• [SOURCE EXTRACT]
But my point was that perhaps there is a difference in kind. — schopenhauer1
Here we need to bear in mind that people who are born and raised into a religion have their sense of self shaped by the religion. They have no sense of identity apart or outside of their religion. — baker
Of course we might throw up our hands and just say that God wants some people to be autistic, schizophrenic, bipolar, etc. I find considering scientifically informed speculation to be of vastly greater practical and humanistic value.
So do you thereby think applying the scientific method to an individual by a scientifically informed individual is superior to being seen and psychoanalyzed by a psychiatrist? — kudos
Would you prefer mental diagnosis made by an AI algorithm, as is currently being performed with some success, as opposed to another human? Which do you think will understand your condition of life better? — kudos
So you agree in the claim an identity of consciousness=subjectivity, so we are back again to 1600's Descartes philosophy. — kudos
What are you using as definition of "consciousness" if not some form of "awareness" or "experience" or "point of view"? For example, the insect's "experience" of the world. If that isn't a thing, try another animal with a more complex neural system (not ok with conscious crabs and snails? how about lampreys, fish, or frogs then?). You see that is the point, where to draw the line from merely behavioral inputs/outputs (reflexive like behavior) to an animal that has some sort of "experience". Where is the divide, and WHAT is that divide? I used the article to show how it is tricky as saying something like "information is encoded in the neurons" is a subtle but apparent homunculus fallacy. What is this "information encoded" then? The observer seems to be assumed by magically saying "information encoded".I hold that there is no such thing as two words that mean the same thing. — kudos
You have already posited the subject as existing in the line 'the organism has to establish a boundary...' So the subject is then object, since all these boundaries begin to become established by objective means, as in fertilization from cells created through biological processes. It sounds like you are including the idea of Becoming as referenced by Gnomon if I am not correct. Care to elaborate? — kudos
can speak for himself. In my opinion, he is the wisest poster on this forum, and with the fewest blind-spots.It seems like your plan is to beat materialism in kind with a material notion of spirit, a consciousness that is essentially the antiquated form of spirit itself, as the divine inside a divine subject. It is the idea of Jesus Christ, the embodiment of the divine in human form. And this whole thing seems caught in this post-Christian paradigm. In it we are constantly avoiding a notion of spirit while still operating within it.
Or maybe this higher level consciousness rests in empty actuality. — kudos
"The contention that science reveals a perfectly objective ‘reality’ is more theological than scientific"

• [PROMPT 1]
In the forum excerpt, what shapes the sense of self of people born and raised into a religion?
• [PROMPT 2]
Repeat the part of the forum excerpt that opens with the words containing "But my point" and closes with "and humanistic value.".
Work from the forum excerpt alone.

• [DATASET SECTION]
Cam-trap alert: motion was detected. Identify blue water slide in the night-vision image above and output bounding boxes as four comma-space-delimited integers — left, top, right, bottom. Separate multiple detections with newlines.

• [EXPECTED OUTPUT 1]
The religion itself shapes their sense of self.

• [EXPECTED OUTPUT 2]
But my point was that perhaps there is a difference in kind. — schopenhauer1
Here we need to bear in mind that people who are born and raised into a religion have their sense of self shaped by the religion. They have no sense of identity apart or outside of their religion. — baker
Of course we might throw up our hands and just say that God wants some people to be autistic, schizophrenic, bipolar, etc. I find considering scientifically informed speculation to be of vastly greater practical and humanistic value.